start Listed records

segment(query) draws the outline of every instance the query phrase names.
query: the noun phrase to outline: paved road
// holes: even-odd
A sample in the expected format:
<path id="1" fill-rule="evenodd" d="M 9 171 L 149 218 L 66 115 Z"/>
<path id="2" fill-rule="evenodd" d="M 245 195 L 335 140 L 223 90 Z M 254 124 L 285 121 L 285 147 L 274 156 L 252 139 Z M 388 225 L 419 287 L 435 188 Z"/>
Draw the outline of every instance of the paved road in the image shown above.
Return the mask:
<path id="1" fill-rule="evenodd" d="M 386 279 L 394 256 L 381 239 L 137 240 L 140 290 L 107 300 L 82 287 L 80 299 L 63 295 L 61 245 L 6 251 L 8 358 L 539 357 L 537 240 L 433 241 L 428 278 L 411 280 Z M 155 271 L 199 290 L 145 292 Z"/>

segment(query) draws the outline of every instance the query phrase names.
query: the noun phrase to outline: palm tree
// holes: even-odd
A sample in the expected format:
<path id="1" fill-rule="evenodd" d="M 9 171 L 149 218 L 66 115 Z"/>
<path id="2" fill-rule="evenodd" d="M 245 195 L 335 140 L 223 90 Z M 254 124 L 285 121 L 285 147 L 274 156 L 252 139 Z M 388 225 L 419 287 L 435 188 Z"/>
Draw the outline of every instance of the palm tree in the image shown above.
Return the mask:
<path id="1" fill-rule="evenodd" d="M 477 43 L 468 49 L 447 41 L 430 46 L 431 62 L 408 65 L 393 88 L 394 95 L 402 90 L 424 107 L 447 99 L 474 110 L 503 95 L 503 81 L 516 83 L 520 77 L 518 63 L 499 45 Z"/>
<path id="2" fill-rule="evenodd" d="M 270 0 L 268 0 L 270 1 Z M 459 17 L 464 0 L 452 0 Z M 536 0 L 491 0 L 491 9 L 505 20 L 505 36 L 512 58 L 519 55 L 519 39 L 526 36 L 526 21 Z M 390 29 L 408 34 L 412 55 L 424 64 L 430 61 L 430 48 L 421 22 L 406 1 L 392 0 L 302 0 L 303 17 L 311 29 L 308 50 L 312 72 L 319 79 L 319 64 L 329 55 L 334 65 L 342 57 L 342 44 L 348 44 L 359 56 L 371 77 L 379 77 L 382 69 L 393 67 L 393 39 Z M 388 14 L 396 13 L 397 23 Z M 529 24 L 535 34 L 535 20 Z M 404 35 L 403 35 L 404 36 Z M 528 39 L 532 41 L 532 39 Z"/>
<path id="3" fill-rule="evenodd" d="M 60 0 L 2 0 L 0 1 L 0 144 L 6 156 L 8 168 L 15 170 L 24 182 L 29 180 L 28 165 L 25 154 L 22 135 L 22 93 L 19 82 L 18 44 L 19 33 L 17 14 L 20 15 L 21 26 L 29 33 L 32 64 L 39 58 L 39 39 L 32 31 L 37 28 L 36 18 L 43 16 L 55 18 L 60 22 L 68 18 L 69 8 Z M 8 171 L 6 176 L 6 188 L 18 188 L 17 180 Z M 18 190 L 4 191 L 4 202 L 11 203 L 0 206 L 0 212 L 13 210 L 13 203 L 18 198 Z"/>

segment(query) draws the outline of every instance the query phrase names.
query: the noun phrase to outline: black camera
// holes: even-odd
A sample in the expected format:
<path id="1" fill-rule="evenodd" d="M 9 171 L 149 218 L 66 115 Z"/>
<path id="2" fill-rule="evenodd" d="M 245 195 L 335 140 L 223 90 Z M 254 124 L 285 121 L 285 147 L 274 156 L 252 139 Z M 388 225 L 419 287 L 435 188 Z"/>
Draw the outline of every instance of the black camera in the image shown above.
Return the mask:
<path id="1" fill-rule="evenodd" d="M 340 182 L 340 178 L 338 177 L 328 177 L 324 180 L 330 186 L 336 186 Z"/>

end Listed records

## Objective
Please multiply every coordinate in the answer paths by 0.6, rounding to whole numbers with halves rounded up, and write out again all lines from the start of the records up to and including the line with "386 279 L 394". Keep the requests and their format samples unchanged.

## Task answer
segment(query) draws the outline of every instance the query phrase names.
query: the noun phrase to outline: paved road
// holes: even-odd
A sample in the expected format:
<path id="1" fill-rule="evenodd" d="M 9 171 L 149 218 L 66 115 Z"/>
<path id="2" fill-rule="evenodd" d="M 245 195 L 335 140 L 223 90 Z M 254 124 L 285 121 L 285 147 L 274 156 L 252 139 Z M 388 225 L 419 287 L 435 188 Z"/>
Draw the outline of every instance of the paved road in the image shown above.
Return the mask:
<path id="1" fill-rule="evenodd" d="M 232 167 L 236 154 L 229 143 L 82 144 L 84 174 L 64 180 L 49 172 L 48 179 L 38 177 L 37 147 L 4 151 L 5 215 L 323 214 L 322 144 L 260 145 L 257 167 L 247 168 Z M 93 163 L 119 174 L 87 175 Z"/>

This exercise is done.